PODANY FRAGMENT ::
Oho nie da się spokojnie odnieść do czyichś wypowiedzi. To "bredzisz" na początku takie dojrzałe i faktycznie tylko zachęca do dyskusji a nie przepychanek.
Dafoe nie ustawia "maszyny" na jakaś datę, bo to nie jest żadna maszyna, tylko zjawisko/anomalia. Warto może posłuchać co mówią bohaterowie i popatrzeć co się dzieje co? A po twoje drugie to właśnie tego dotyczy paradoks pętli/dziadka. To nie twórcy wybrnęli tylko pokazali jak to teoretycznie mogłoby wyglądać. Ciągle widzę nie rozumiesz tego w zasadzie dość prostego acz abstrakcyjnego modelu logicznego.

ocenił(a) serial na 7
Ashua

Skoro nie ustawiają daty, to dlaczego Fuhrer poleciał do 1889, Maplewood do 1890, a Sheherezada do 2023? Skoro nic nie ustawiają, to skąd wiadomo gdzie się znajdą?
Ja rozumiem paradoks dziadka, a nawet więcej, dlatego to co piszesz (i to jak przedstawili to w serialu) jest wyssane z palca. Już nawet nie wspominając o tym, że Elias w 2023 tak sobie o zniknął. Bzdura jak stąd do Berlina.

ocenił(a) serial na 7
Freeman_10

No chyba, że jest to na zasadzie ,,pomyśl gdzie chcesz się znaleźć, to się tam znajdziesz", ale to znowu jest zdementowane przez sytuację, kiedy Fuhrer karze fizykowi wysłać się do 1889, a on coś tam sobie w maszynie ustawia (tak, tam była maszyna, te wszystkie pokrywki od śmietników chociażby, który się ruszały).

(Wpisy wskazujące oznaczone obiekty)
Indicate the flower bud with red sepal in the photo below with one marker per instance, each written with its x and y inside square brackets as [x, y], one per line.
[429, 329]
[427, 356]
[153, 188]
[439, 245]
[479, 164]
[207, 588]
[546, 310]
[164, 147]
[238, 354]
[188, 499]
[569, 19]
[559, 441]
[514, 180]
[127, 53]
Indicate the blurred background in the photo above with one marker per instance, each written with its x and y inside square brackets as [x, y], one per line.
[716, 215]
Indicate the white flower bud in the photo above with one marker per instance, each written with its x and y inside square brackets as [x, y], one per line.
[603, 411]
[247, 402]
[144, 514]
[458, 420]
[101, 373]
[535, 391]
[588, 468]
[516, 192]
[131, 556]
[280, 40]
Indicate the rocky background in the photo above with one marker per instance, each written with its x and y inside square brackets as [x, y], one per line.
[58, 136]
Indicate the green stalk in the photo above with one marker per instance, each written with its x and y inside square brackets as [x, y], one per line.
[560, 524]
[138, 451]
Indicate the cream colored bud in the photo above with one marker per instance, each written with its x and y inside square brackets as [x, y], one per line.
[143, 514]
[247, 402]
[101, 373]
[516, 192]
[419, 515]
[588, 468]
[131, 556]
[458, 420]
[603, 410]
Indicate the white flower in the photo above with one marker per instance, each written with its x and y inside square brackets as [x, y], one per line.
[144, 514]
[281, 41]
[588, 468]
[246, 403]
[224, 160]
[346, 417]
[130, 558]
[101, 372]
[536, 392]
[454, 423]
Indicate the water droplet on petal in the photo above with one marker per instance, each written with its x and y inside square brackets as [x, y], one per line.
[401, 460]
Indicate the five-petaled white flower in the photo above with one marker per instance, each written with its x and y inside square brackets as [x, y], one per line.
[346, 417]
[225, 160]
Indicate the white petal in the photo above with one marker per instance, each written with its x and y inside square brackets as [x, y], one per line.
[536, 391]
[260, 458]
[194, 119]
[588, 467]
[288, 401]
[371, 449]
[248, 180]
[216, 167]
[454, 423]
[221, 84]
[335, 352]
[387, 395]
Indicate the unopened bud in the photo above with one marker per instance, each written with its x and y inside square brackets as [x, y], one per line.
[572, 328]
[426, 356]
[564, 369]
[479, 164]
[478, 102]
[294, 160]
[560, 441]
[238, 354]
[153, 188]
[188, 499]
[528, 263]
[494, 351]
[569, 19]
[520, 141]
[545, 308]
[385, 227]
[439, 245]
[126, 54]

LISTA ZADAŃ ::
[A] Do którego roku według podanego fragmentu poleciała Sheherezada?
[B] Zwiększ o 25 każdą współrzędną w odpowiedziach i przepisz ponownie wszystkie wiersze rekordów, razem z poleceniami, od wiersza zawierającego „Indicate the cream” do końca rekordów włącznie.

ZESTAW ODPOWIEDZI ::
[A] Do 2023 roku.

[B]
Indicate the cream colored bud in the photo above with one marker per instance, each written with its x and y inside square brackets as [x, y], one per line.
[168, 539]
[272, 427]
[126, 398]
[541, 217]
[444, 540]
[613, 493]
[156, 581]
[483, 445]
[628, 435]
Indicate the white flower in the photo above with one marker per instance, each written with its x and y inside square brackets as [x, y], one per line.
[169, 539]
[306, 66]
[613, 493]
[271, 428]
[249, 185]
[371, 442]
[155, 583]
[126, 397]
[561, 417]
[479, 448]
Indicate the water droplet on petal in the photo above with one marker per instance, each written with its x and y inside square brackets as [x, y], one per line.
[426, 485]
Indicate the five-petaled white flower in the photo above with one marker per instance, each written with its x and y inside square brackets as [x, y], one per line.
[371, 442]
[250, 185]
Indicate the white petal in the photo above with one marker per instance, each written with its x and y inside square brackets as [x, y], one per line.
[561, 416]
[285, 483]
[219, 144]
[613, 492]
[313, 426]
[396, 474]
[273, 205]
[241, 192]
[479, 448]
[246, 109]
[360, 377]
[412, 420]
Indicate the unopened bud in the photo above with one marker per instance, each written with its x and y inside square brackets as [x, y], one per line.
[597, 353]
[451, 381]
[589, 394]
[504, 189]
[503, 127]
[319, 185]
[585, 466]
[263, 379]
[178, 213]
[213, 524]
[553, 288]
[519, 376]
[594, 44]
[545, 166]
[570, 333]
[410, 252]
[464, 270]
[151, 79]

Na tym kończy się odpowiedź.